--- CONSIGNE A ---
Répondez aux questions suivantes d'après le texte sur les containers.
(i) Combien de requérants d'asile le village de Leutschenbach permet-il de loger ?
(ii) Pour combien de personnes le village de containers d'Altstetten est-il prévu ?
(iii) Pendant quelles années le canton de Zoug a-t-il eu recours aux containers de manière transitoire ?
--- CONSIGNE B ---
Reprenez le texte sur les containers après sa dernière phrase et poursuivez-en la rédaction.

--- TEXTE FOURNI ---
Originellement voué au convoyage de marchandises, le container est sorti de son ghetto pour servir de lieu de vie. Architectes, artistes, commerçants, tout le monde s’entiche de la boîte métallique, pratique et tendance.
Le village a été construit en un temps record. Deux mois seulement pour permettre de loger 114 requérants d’asile dans le quartier de Leutschenbach à Zurich. Le 2 juillet dernier, le conseiller communal, Martin Vollenwyder s’en est réjouit lors de l’inauguration non de baraquements tristes mais d’un lotissement très coloré, composé uniquement de containers.
Le directeur d’«Asyl-Organisation Zürich» (AOZ) a un autre sujet d’étonnement et de satisfaction. Aucune protestation émanant des voisins n’a été enregistrée. Ces modules se révèlent plus rassurants que les divers bâtiments qui abritaient jusqu’ici les nouveaux venus en Suisse. En août, c’est à Altstetten qu’un autre village de containers sera inauguré pour 140 personnes.
En Suisse romande, pour soulager la surpopulation carcérale de Champ-Dollon, Isabel Rochat, la conseillère d’Etat genevoise a une solution: des cellules-containers. Le canton de Zoug en a déjà fait usage de manière transitoire de 2000 à 2003 lors de la construction de sa nouvelle prison. Alors, pourquoi pas?
Une seconde vie sur terre ferme attend les containers destinés initialement au transport des marchandises sur les bateaux. C’est qu’ils sont extrêmement pratiques, car empilables et mobiles, avec un volume standard qui se prête bien à l’habitat.

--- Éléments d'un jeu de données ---
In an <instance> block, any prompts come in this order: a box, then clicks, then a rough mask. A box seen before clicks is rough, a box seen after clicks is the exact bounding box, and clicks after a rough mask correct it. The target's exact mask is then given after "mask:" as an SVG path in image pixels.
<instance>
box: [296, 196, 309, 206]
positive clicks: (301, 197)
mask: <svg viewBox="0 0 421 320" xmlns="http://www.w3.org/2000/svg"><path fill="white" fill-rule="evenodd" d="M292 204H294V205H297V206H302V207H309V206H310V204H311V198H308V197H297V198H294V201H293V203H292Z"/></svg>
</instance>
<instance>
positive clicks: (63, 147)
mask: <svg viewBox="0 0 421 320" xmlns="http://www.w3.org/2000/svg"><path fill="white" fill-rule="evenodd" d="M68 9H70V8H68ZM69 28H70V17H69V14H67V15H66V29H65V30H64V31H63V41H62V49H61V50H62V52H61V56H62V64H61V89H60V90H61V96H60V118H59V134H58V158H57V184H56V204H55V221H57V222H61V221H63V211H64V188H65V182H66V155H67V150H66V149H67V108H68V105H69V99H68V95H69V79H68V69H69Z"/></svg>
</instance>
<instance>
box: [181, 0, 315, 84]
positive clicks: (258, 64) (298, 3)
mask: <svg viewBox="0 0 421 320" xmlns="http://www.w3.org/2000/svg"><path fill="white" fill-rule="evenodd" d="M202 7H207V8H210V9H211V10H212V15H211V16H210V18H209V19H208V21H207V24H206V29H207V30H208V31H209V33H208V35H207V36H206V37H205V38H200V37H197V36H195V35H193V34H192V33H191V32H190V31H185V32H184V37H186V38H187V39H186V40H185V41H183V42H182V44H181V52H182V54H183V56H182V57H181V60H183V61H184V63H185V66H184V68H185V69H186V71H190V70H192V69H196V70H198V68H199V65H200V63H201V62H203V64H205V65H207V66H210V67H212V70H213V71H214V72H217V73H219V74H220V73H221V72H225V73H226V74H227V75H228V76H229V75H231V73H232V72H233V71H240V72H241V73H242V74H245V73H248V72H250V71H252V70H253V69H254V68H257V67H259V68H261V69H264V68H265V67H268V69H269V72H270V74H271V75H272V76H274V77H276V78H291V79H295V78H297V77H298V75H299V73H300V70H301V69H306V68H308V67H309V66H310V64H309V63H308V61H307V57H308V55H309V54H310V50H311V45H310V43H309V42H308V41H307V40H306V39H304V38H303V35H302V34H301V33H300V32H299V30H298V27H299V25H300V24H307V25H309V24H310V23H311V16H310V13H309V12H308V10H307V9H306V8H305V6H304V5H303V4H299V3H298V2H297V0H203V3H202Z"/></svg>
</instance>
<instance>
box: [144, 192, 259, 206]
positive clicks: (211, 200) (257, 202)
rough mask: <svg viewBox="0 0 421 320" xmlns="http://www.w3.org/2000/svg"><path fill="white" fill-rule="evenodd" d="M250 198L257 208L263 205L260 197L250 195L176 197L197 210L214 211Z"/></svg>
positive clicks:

--- RÉPONSE FINALE A ---
(i) 114 requérants d'asile.
(ii) 140 personnes.
(iii) De 2000 à 2003.

--- RÉPONSE FINALE B ---
Leur «recyclage» a débuté en Hollande, en 2006, où des artistes ont aménagé en ateliers des anciens containers. Puis c’est Freitag, la marque de sacs en bâches de camions, qui illustrait sa logique de la récup en s’installant dans une colonne de 17 containers, soit 26 mètres de haut. L’impulsion pour un usage commercial était donnée. Durant la Coupe du monde de football, Puma a même installé son magasin dans des containers rouges au coeur de Manhattan. Un excellent moyen d’attirer l’attention au pied des gratte-ciel.
Les artistes affectionnent tout particulièrement ces récipients. A Royan, un projet insolite a démarré ce printemps. Quatre artistes d’univers variés ont investi des containers de transport maritime implantés dans différents lieux. Chacun doit concevoir et créer une oeuvre originale qui utilise l’espace et la spécificité des containers mis à disposition.
A Séoul, le nouveau centre d’art Platoon est un assemblage de 28 containers. Toujours en Corée du Sud, c’est une école d’art qui sera construite cette année à partir de huit containers. La maquette semble plutôt convaincante!
Grâce à des offres alléchantes, les particuliers ne boudent pas ces constructions. Avec des containers en fin de vie commerciale, l’architecte Adam Kalkin a ainsi créé la maison en container Push Button qui, en 90 secondes, transforme un container maritime en maison de 5 pièces. On est bien loin de la caisse rouillée dans laquelle vivait le héros de «L’homme sans passé», le film du cinéaste finlandais Aki Kaurismäki!
Qu’ils apprécient ou non, des milliers d’étudiants, d’Amsterdam à Londres en passant par le Havre, vivent d’ailleurs dans des studios-containers. Une solution souvent présentée comme transitoire au problème de logement.
«Cargotecture»
Un volumineux atlas répertorie déjà les multiples oeuvres architecturales réalisées à partir de tels modules en quelques années seulement. Aux Etats-Unis, on parle de «cargotecture» pour nommer cette architecture «eco-friendly» qui utilise des containers devenus surnuméraires suite à la crise qui a frappé entre autres le commerce maritime avec l’Asie. «Plutôt que d’abattre des arbres, utilisons les containers en rade dans les ports», suggère-t-on dans les milieux soucieux d’un développement durable.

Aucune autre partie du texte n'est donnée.